• [Description of the task] Repeat the whole of the data, keeping every detail the same.

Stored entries

-- BEGIN --

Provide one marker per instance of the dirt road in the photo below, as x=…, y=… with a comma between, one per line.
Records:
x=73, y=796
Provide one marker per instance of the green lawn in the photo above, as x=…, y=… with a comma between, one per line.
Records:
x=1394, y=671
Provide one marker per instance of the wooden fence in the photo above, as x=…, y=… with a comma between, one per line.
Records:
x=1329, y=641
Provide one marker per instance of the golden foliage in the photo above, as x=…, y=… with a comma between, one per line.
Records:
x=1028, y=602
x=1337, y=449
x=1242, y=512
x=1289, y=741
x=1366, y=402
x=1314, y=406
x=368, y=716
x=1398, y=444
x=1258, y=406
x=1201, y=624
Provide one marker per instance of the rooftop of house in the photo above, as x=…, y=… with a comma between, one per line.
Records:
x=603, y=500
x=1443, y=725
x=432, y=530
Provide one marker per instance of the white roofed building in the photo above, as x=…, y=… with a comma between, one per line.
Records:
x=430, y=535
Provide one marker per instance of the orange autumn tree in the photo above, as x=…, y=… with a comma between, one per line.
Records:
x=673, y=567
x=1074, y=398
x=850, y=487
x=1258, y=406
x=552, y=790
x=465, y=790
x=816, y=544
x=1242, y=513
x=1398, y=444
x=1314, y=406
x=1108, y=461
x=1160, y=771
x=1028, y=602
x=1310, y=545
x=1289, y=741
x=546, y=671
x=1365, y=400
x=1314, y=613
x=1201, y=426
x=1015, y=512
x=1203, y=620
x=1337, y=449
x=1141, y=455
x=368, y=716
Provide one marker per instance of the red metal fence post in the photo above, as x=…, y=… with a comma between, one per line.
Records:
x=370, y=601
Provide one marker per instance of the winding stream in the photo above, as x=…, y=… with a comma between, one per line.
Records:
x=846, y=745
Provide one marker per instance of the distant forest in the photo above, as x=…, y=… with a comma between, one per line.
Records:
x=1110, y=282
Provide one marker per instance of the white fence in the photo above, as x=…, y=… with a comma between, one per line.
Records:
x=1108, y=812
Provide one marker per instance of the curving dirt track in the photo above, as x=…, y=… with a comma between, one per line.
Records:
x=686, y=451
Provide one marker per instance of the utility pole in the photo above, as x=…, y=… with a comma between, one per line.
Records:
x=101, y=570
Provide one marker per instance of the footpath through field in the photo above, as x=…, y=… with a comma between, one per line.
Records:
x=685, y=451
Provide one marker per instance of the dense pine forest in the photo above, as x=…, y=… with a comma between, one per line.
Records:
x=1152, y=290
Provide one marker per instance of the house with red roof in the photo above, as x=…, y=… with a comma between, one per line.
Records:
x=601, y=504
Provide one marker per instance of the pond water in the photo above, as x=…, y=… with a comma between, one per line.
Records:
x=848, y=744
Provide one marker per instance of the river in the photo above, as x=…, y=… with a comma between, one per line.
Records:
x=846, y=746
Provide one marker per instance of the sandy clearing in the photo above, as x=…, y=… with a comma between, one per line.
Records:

-- END --

• [Solution]
Provide one marker per instance of the dirt road in the photo below, as x=…, y=… with a comma between, one per line.
Records:
x=73, y=796
Provide one marker per instance of the green lawn in the photo above, as x=…, y=… with a comma between, one per line.
Records:
x=1394, y=671
Provide one marker per instance of the wooden fence in the photo above, as x=…, y=… with a comma between, one per line.
Records:
x=1329, y=641
Provide one marker per instance of the golden foliage in the photo above, as x=…, y=… with a comma between, one per line.
Records:
x=1028, y=602
x=1337, y=449
x=1242, y=512
x=1289, y=741
x=1366, y=402
x=1314, y=406
x=368, y=716
x=1398, y=444
x=1258, y=406
x=1201, y=624
Provide one marker per instance of the rooftop of house in the photo above, as x=…, y=… with a comma between, one per line.
Records:
x=603, y=500
x=1443, y=725
x=432, y=530
Provide one marker per instance of the white roofed building in the photo above, as x=…, y=… with a comma between, one per line.
Records:
x=430, y=535
Provide one marker per instance of the orange autumn tree in the photo above, as x=…, y=… with a comma between, one per line.
Records:
x=673, y=567
x=1074, y=398
x=850, y=487
x=1258, y=406
x=552, y=790
x=465, y=790
x=816, y=544
x=1242, y=513
x=1398, y=444
x=1314, y=406
x=1108, y=461
x=1160, y=771
x=1028, y=602
x=1310, y=545
x=1289, y=741
x=546, y=671
x=1365, y=400
x=1314, y=613
x=1201, y=426
x=1015, y=512
x=1203, y=620
x=1337, y=449
x=1141, y=455
x=368, y=716
Provide one marker per instance of the red metal fence post in the photo above, as x=…, y=… with a comma between, one per line.
Records:
x=370, y=601
Provide one marker per instance of the winding stream in the photo above, as x=…, y=… with a comma between, one per line.
Records:
x=846, y=745
Provide one marker per instance of the distant forest in the photo above, as x=…, y=… with a comma between, one per line.
Records:
x=1110, y=282
Provide one marker per instance of the white fence in the photo above, as x=…, y=… with a comma between, one per line.
Records:
x=1108, y=812
Provide one marker per instance of the curving dirt track in the photo above, as x=…, y=… with a comma between, one per line.
Records:
x=686, y=451
Provide one marker per instance of the utility pole in the photo above, as x=…, y=… with a comma between, one per line.
Records:
x=101, y=570
Provide one marker per instance of the footpath through field in the photo above, as x=…, y=… with a comma between, one per line.
Records:
x=685, y=451
Provide one marker per instance of the dense pine forest in the photo above, as x=…, y=… with a comma between, one per line.
Records:
x=1152, y=290
Provide one marker per instance of the house with red roof in the photo above, as x=…, y=… with a comma between, one per line.
Records:
x=601, y=504
Provide one marker per instance of the pond water in the photo above, as x=…, y=… with a comma between, one per line.
Records:
x=848, y=744
Provide one marker per instance of the river in the photo above, as x=…, y=… with a comma between, one per line.
Records:
x=846, y=746
Provide one marker per instance of the sandy clearing in the photo above, as x=…, y=… with a comma between, one per line.
Records:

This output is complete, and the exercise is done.